Can you return, unchanged, the lines of the data below from the line with "Check that every instance of the motorcycle wheel" through the line with "[[497, 277], [479, 447], [320, 407]]", including both of those lines?

#####

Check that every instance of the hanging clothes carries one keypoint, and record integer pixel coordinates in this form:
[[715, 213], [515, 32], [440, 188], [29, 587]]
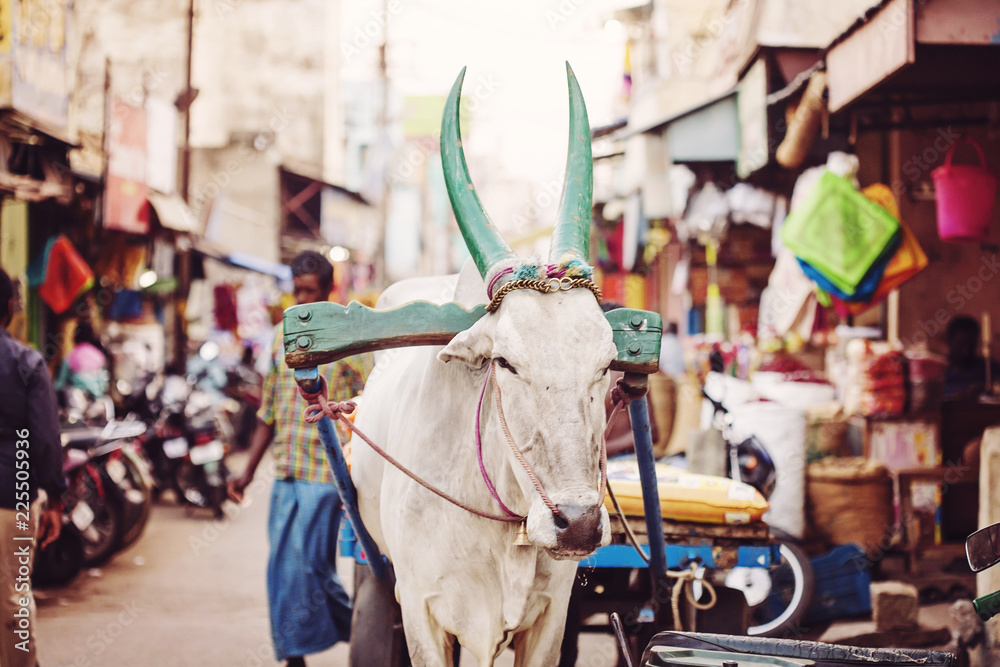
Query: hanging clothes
[[226, 317], [60, 274]]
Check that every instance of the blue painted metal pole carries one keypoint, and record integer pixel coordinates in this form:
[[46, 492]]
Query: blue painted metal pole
[[638, 413], [307, 379]]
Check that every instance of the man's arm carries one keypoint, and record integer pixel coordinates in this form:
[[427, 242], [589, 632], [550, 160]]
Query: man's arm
[[45, 447], [259, 442]]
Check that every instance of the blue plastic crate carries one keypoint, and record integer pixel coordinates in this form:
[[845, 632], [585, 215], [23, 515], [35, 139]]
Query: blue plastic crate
[[842, 585]]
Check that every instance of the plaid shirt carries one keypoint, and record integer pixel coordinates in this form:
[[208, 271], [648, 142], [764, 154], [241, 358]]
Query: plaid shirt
[[297, 448]]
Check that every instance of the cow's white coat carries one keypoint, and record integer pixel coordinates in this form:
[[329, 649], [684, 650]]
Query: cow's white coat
[[459, 575]]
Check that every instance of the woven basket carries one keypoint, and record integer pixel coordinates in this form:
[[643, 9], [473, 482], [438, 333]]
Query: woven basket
[[849, 501]]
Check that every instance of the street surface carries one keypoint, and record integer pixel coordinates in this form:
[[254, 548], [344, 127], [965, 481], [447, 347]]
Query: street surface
[[191, 592]]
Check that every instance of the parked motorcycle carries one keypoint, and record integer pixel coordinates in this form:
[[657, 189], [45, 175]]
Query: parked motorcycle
[[190, 438], [778, 597], [108, 490]]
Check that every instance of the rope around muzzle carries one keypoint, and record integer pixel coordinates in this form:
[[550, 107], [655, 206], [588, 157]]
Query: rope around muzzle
[[319, 407]]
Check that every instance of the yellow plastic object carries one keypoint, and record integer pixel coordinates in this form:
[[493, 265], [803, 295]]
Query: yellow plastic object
[[839, 231], [685, 496]]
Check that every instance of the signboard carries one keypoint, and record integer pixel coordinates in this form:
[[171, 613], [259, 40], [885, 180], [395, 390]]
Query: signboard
[[875, 51], [161, 146], [39, 81], [125, 205], [751, 103]]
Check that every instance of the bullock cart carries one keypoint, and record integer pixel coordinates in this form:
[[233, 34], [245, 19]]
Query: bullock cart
[[317, 334], [485, 507]]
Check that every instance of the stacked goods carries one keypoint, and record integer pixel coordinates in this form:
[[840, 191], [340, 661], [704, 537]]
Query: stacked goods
[[686, 496], [826, 431], [876, 379], [842, 239], [849, 501]]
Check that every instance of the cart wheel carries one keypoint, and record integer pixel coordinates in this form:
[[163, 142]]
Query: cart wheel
[[790, 592], [377, 624]]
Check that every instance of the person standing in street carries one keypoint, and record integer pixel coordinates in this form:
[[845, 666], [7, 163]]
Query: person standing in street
[[30, 458], [309, 609]]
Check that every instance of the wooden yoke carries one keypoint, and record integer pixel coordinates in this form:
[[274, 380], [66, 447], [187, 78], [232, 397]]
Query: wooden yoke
[[321, 333]]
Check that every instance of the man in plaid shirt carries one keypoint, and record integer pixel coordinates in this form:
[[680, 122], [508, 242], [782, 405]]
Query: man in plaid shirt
[[309, 609]]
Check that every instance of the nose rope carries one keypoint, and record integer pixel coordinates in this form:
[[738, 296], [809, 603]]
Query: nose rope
[[319, 407], [519, 455]]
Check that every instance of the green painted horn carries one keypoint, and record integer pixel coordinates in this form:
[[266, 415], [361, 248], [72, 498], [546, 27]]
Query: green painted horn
[[572, 231], [481, 236]]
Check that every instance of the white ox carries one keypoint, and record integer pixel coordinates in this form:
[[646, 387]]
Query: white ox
[[459, 575]]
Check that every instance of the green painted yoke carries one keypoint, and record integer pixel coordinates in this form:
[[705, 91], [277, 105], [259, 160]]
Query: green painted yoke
[[321, 333]]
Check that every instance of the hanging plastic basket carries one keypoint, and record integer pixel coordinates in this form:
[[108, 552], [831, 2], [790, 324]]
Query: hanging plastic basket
[[965, 196]]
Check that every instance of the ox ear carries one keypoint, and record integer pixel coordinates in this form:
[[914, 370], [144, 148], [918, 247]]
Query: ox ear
[[472, 347]]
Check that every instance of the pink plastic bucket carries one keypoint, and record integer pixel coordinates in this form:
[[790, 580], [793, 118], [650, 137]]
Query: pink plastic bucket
[[965, 196]]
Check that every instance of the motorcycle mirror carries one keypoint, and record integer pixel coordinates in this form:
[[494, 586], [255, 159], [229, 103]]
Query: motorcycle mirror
[[209, 351], [982, 548]]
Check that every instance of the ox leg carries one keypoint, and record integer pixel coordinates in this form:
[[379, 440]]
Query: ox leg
[[429, 645], [540, 645]]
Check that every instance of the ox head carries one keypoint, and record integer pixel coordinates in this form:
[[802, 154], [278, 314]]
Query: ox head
[[551, 351]]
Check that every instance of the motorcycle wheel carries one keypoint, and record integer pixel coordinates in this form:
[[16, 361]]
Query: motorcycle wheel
[[102, 538], [138, 493], [61, 561], [790, 593], [377, 636]]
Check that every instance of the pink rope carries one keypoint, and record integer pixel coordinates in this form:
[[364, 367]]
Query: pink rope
[[497, 277], [479, 447], [320, 407]]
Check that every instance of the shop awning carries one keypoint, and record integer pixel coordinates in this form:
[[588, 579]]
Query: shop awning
[[246, 261], [243, 260], [937, 53], [707, 133], [173, 212]]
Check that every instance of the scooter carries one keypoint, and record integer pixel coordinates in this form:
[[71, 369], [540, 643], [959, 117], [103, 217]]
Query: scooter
[[780, 596], [108, 490], [190, 439]]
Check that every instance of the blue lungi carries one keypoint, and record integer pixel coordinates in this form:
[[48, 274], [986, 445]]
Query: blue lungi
[[310, 610]]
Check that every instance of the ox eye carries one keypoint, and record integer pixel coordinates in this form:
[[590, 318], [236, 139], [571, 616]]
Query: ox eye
[[503, 363]]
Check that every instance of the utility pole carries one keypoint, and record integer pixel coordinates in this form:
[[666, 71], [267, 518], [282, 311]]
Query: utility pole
[[188, 99], [386, 145], [184, 253]]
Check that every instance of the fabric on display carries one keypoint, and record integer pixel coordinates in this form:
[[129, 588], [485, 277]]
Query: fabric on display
[[866, 289], [226, 318], [60, 274], [908, 261]]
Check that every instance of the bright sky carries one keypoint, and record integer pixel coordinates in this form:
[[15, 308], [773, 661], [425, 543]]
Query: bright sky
[[514, 51]]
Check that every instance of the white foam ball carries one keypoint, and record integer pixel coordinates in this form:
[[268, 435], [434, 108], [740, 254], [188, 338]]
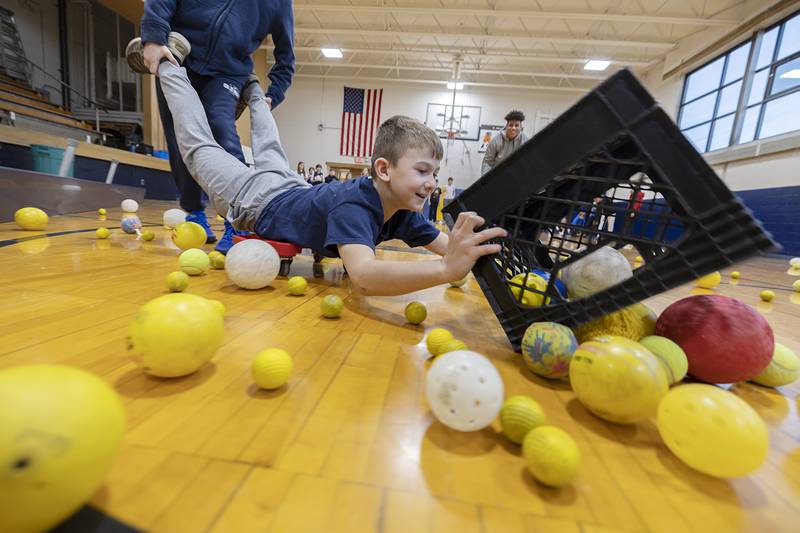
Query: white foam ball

#####

▸ **Response to this exercise**
Check that every instance of the motorcycle wheel carries one keypoint, and record integer pixel coordinates in this form:
[[16, 361]]
Query: motorcycle wheel
[[102, 538], [138, 493], [61, 561], [790, 593], [377, 636]]
Check that every instance of the pink rope carries one keypoint, and record integer pixel coordinates in this form:
[[364, 367]]
Query: pink rope
[[497, 277], [479, 447], [320, 407]]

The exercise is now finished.